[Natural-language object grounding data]
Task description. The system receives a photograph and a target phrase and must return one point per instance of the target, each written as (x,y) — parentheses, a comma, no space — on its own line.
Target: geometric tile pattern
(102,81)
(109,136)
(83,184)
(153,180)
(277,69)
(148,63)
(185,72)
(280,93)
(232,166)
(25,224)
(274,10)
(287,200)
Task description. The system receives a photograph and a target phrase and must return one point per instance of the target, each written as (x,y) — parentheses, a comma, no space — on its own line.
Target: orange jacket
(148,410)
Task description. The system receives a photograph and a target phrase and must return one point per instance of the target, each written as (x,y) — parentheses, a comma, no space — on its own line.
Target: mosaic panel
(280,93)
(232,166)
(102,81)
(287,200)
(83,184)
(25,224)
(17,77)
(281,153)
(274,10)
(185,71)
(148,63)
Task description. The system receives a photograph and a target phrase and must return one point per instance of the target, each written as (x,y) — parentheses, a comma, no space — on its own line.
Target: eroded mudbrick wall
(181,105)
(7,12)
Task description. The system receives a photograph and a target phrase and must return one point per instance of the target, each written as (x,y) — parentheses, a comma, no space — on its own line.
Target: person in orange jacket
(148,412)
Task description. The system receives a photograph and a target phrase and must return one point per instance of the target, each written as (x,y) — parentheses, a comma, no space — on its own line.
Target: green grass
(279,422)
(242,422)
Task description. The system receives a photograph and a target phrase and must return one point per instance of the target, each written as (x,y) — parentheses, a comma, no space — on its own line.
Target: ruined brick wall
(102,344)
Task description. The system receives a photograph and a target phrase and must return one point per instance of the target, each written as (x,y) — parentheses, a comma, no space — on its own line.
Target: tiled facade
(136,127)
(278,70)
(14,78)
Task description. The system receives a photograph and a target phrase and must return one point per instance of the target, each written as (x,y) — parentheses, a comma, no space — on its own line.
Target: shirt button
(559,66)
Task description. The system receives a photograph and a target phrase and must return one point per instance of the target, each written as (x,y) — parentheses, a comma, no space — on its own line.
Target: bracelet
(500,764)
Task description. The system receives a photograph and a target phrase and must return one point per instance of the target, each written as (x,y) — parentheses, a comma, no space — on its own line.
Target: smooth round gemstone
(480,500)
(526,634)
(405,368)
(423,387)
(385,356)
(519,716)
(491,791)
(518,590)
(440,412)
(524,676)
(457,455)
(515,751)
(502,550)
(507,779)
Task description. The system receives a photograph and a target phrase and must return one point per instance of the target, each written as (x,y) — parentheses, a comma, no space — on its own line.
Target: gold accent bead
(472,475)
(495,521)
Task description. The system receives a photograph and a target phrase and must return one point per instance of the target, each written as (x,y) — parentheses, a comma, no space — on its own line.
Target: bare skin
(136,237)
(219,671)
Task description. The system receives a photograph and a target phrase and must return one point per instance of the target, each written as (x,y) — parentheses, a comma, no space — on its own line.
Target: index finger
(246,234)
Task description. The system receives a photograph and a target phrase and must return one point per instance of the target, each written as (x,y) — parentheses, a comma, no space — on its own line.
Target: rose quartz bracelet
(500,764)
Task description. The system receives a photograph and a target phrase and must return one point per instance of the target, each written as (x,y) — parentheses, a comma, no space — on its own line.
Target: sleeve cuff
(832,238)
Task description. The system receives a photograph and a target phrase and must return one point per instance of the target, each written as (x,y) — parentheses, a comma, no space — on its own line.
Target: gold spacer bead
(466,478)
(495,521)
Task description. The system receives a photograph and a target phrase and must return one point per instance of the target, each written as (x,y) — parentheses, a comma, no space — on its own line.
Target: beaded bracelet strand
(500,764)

▶ _WORK ITEM_: Nothing should be changed: write out all of the data as is.

▶ _TASK RESPONSE_:
Task description. The system receives a photograph and a target phrase and must return one point per instance of the target, each written as (x,y) — parentheses, a comma, no space — on its own line.
Target: geometric tile pattern
(102,81)
(109,136)
(83,184)
(153,180)
(277,69)
(148,63)
(185,72)
(280,93)
(232,166)
(25,224)
(274,10)
(287,200)
Task description. The system receives a photograph and a target phrase and must return one point per instance of the target, each written as (x,y) — parentheses, a comma, no space — on its own line.
Target: orange jacket
(148,410)
Task description. The system receives a photograph and a target phrase and must return one point per instance of the target, each written as (x,y) — parentheses, a comma, no space — on its own line.
Target: mosaic panel
(280,93)
(232,166)
(102,81)
(287,200)
(83,184)
(25,224)
(17,77)
(281,153)
(274,10)
(185,71)
(148,63)
Task description. The system receives a photograph and a target phrase and must return one point per instance of the target, each written as (x,y) — parentheses, a comma, no space — on its own line.
Target: eroded mudbrick wall
(181,105)
(7,12)
Task description. The system receives a photograph and a target phrase and must return one point per instance of the target, each written as (x,y) — parentheses, a comma, no space — on its own line.
Target: person in orange jacket
(148,412)
Task description. The system receives a photograph and a target phrase and must return one point per instance of the target, each written as (x,y) — parentheses, a comma, no space — on its own line.
Target: green grass
(279,422)
(242,422)
Task description. The system receives a photograph and a target phrase and must return one point per instance of the target, each written as (x,y) — parentheses, a comma, no space — on its own line.
Target: ruined brick wall
(102,344)
Task description. The system receives a photograph and a target phrase and must return one point per instance of the target, each written as (x,y) — parentheses, a comma, no space — on its own line.
Target: tiled facade
(136,127)
(278,70)
(14,78)
Task description. The system receives a photograph and a target phrase and must return one point per instance of the target, each written as (x,y) — parentheses, a comma, no space — on its own line.
Target: shirt button
(559,66)
Task description. The system receives a photograph and a target phrase and must return one point per instance of the target, each written as (x,y) — parentheses, a comma, no space — on its own line.
Target: bracelet
(500,764)
Task description. The system receives a photograph and a target phrase and must return one point per instance of the target, each written as (x,y) — parentheses, a comma, no space — on its own line.
Target: smooth round gemstone
(480,500)
(526,634)
(405,368)
(423,387)
(385,356)
(519,716)
(491,791)
(518,590)
(440,412)
(524,676)
(457,455)
(515,751)
(502,550)
(507,779)
Task description. The system receives a photograph and a target phrase and must return one point per instance of the target, each written as (x,y) — parentheses, a comma, no space — on its own line.
Target: gold accent bead
(472,475)
(495,521)
Task description. The system receives a photograph and a target phrase and must return one point per instance of the target, each written as (x,y) — parentheses, a comma, no space — on its own line.
Target: bare skin
(136,237)
(219,671)
Task description. The system receives a photograph and a target phrase and must return one point per instance of the target, each written as (x,y) — parentheses, a comma, no space — on its own line.
Target: index finger
(246,234)
Task description. The system receives a photograph and a target phrase and must return one point per instance of the target, each written as (x,y) — parentheses, a comma, no space — on its own line.
Target: rose quartz bracelet
(500,764)
Task description. The system receives a photograph and a target phrase and must return one point per instance of the target, each written as (x,y) — parentheses, a comma, no space — on its own line.
Target: sleeve cuff
(832,238)
Task description. The system receives a photograph and a target phrase and must return one point per instance of the target, each written as (x,y) — parentheses, a comma, no space — on its own line.
Target: gold spacer bead
(466,478)
(495,521)
Task description. The system receives a photograph and a target phrase and must return one point per instance of the target, each written as (x,y) — parentheses, a comma, no space — on its own line.
Target: beaded bracelet strand
(500,764)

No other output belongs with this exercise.